• Requirement
Quote all entries in full, exactly.

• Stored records
____________________
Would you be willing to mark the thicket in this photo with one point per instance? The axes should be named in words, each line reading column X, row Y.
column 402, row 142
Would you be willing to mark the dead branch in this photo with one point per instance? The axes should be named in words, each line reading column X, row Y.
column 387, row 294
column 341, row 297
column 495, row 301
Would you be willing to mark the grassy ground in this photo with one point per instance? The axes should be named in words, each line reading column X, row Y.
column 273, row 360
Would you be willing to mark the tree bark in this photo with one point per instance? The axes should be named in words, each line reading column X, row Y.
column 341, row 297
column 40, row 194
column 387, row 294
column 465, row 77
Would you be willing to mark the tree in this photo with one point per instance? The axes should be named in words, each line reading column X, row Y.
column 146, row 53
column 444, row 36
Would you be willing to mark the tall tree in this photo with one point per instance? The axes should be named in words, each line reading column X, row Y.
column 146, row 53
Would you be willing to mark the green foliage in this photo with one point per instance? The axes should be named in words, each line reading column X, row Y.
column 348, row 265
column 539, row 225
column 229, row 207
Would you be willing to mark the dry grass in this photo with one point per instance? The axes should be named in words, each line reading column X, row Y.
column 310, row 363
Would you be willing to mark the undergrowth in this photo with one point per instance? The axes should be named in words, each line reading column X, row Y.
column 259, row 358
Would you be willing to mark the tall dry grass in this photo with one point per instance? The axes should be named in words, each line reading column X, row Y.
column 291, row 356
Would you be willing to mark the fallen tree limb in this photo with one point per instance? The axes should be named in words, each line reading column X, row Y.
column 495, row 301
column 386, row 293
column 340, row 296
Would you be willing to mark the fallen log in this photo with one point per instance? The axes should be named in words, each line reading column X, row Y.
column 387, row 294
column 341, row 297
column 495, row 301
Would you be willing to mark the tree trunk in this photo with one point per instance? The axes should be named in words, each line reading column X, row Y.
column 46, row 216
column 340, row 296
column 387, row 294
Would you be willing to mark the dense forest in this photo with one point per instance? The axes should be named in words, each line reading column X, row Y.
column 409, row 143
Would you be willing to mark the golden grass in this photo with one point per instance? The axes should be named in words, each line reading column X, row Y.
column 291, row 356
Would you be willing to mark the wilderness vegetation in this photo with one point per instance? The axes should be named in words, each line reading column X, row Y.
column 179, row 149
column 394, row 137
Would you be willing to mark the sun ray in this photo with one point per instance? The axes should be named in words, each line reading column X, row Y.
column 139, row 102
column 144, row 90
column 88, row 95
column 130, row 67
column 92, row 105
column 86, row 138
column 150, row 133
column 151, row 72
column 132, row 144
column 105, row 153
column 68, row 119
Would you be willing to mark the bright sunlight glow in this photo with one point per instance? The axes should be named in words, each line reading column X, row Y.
____________________
• Exercise answer
Would you be willing to mark the thicket in this photo with one point per instance? The axes should be named in words, each line reading column X, row Y.
column 402, row 142
Would you be willing to mark the dead branch in this photo with one point per instance? The axes should be named in words, each line reading column X, row Y.
column 387, row 294
column 341, row 297
column 495, row 301
Would you be willing to mark the grassy ground in this photo with one point per instance? The axes should be named in words, each line reading column X, row Y.
column 273, row 360
Would you be willing to mark the tree bark in this photo with one point per instance? The axes should be named in words, each line reading column X, row Y.
column 341, row 297
column 40, row 194
column 387, row 294
column 465, row 77
Would you be willing to mark the tree in this photo with one point per instance? The axes should be named in words, each line reading column X, row Y.
column 146, row 53
column 444, row 36
Would you be willing to mark the tall tree in this photo with one point per instance? The axes should be named in words, each line reading column X, row Y.
column 146, row 53
Would you be willing to mark the green foliage in this photo with one point per instance? The axes should be named in words, each line reading column X, row Y.
column 348, row 265
column 539, row 225
column 229, row 207
Would you be willing to mark the dry grass in this photo with one point per instance? The axes should be named in words, each line reading column X, row Y.
column 310, row 363
Would you be willing to mark the undergrowth in this photo with one point per instance? The axes should be named in words, each line reading column X, row Y.
column 259, row 358
Would you be willing to mark the tall dry grass in this photo with one point per instance? The axes should be named in words, each line reading column X, row Y.
column 291, row 356
Would you be willing to mark the fallen tree limb in this photo with one point per instance? The axes should be named in words, each line reading column X, row Y.
column 495, row 301
column 386, row 293
column 340, row 296
Would you be willing to mark the fallen log in this photo with one point per instance? The axes should be named in words, each line reading column X, row Y.
column 387, row 294
column 341, row 297
column 495, row 301
Would you be willing to mark the tree trunk in this photo with one point per instance? The axes should be named in words, each line reading column X, row Y.
column 46, row 216
column 340, row 296
column 387, row 294
Would you be willing to mark the dense forest in this photo with one point per instance? The axes should be named in words, each line reading column X, row Y.
column 409, row 143
Would you be willing to mark the golden grass in this photo with one point per instance? The axes should be named in words, each line reading column X, row Y.
column 291, row 356
Would you be willing to mark the wilderness vegetation in this photo with one point per instance? The axes should be named in words, each line reading column X, row Y.
column 179, row 149
column 394, row 137
Would you be willing to mark the sun ray in this photo with one point per instance? The axes should be named in words, each line reading column X, row Y.
column 139, row 102
column 144, row 90
column 88, row 95
column 130, row 67
column 92, row 105
column 86, row 138
column 150, row 133
column 151, row 72
column 132, row 144
column 105, row 153
column 68, row 119
Would you be willing to mark the bright sunlight glow in this photo with one point per instance? The axes should be named in words, each line reading column X, row Y.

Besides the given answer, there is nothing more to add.